* _Passage_:
Now, the significance of the abandonment of the reliance on the PFS is that there is no document. No document is pointed to outside the framework agreement as recording the parties agreement as to the identity and scope of the works that CREC has allegedly agreed to perform. There is no evidence of any agreement about that matter and the framework agreement demonstrates the parties reserve that for future agreement. What Fortescue argues is this. They say the scope of works can be identified from rather vague extrinsic discussions. They do not suggest an agreement defining the contractual scope of works can be identified in the extrinsic evidence.


All they say amounts to the fact that the parties have discussed information that might bear upon what works are ultimately by agreement included. Hence they point to discussions in January 2004. They point to brief discussions in August of 2004, I think an hour in a data room, plus a slide presentation that Mr Jackson took the Court to. The slide presentation is all about the PFS and its consideration of a rail line to Mt Nicholas and to Mindy Mindy. Mindy Mindy is far south. The Christmas Creek development is not referred to by name in the slide presentation. There is only the briefest reference to newer areas proving better than Mt Nicholas.


I should have given the reference for the record. I did not want to take the Court back through the slides. It is volume 4. Mr Jackson particularly relied upon pages 1331 to 1333. But all that amounts to is a sharing of some information in an illustrative way about the kind of works that were being considered. There is no evidence of any agreement by which the parties agreed the essential subject matter of the framework agreement and the fact that CREC had access to information falls well short of saying that it agreed to a particular scope of works.

* _Raw data_:

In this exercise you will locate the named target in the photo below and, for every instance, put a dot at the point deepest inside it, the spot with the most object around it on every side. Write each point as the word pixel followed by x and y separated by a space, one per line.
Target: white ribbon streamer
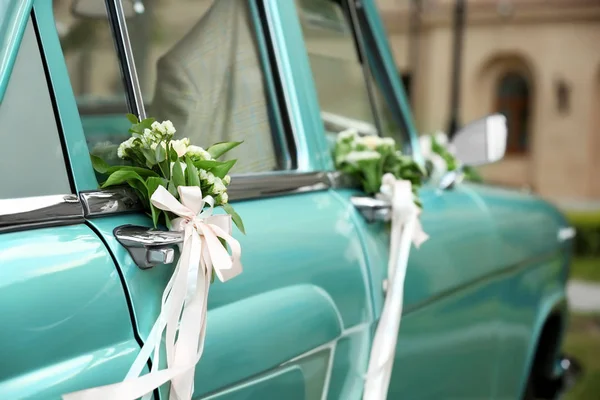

* _What the task asks_: Continue the court submission about the Fortescue and CREC framework agreement, starting after its last sentence.

* _Reply to the task_:
FRENCH CJ: The framework agreement is written as though they know what they are talking about, is it not?


MR YOUNG: Well, in a general way, that they know they are talking about a railway project, your Honour, but no more than that. Your Honour is referring, no doubt, to the recital, but the operative provision immediately reserves agreement upon the precise scope of work to the parties and recital B takes one simply to the later provisions because it says “the parties now wish to evidence their agreement” and their agreement is no more than the parties will jointly develop and agree on the scope of work, amongst other unresolved matters.


There is another aspect of this I wanted to mention. No reference has been made to the other framework agreements in the context of the scope of works. If the Court looks under tab 2 in the core bundle, one finds the CHEC, the Harbour related agreement. Recital A refers to “port related work”. The CMCC Agreement under the next tab, tab 3, page 1596 of the appeal book, refers to “the mines and the process plant”, but the only reference in the presentation to CREC, according to the slides, was that newer areas look more promising than Mt Nicholas.


The contacts with CMCC and CHEC were much more limited than those with CREC. There is no evidence of any discussions about the scope of the works whereby the parties agreed on something to include in a contract in the case of those two parties. Rather, the evidence is that they were prepared to sign a framework agreement without discussion in the same form as CREC.


The trial judge made that finding at 3078 in volume 8, paragraph 169. There was no evidence of any discussion or negotiation about works or value or anything else in the case of those two counterparties. They simply said they would sign the same kind of framework agreement and no doubt because it was a framework agreement.


Mr Jackson referred to the State agreement in the context of arguing that works were identifiable. There was no evidence that it was provided to CREC, CHEC or CMCC. It provides information that no doubt would have to be taken into account, but it provides no evidence that, extrinsically to the framework agreement, the parties have reach any agreement about the works to be included in the relevant contracts should the parties be able to reach agreement as a result of their framework discussions.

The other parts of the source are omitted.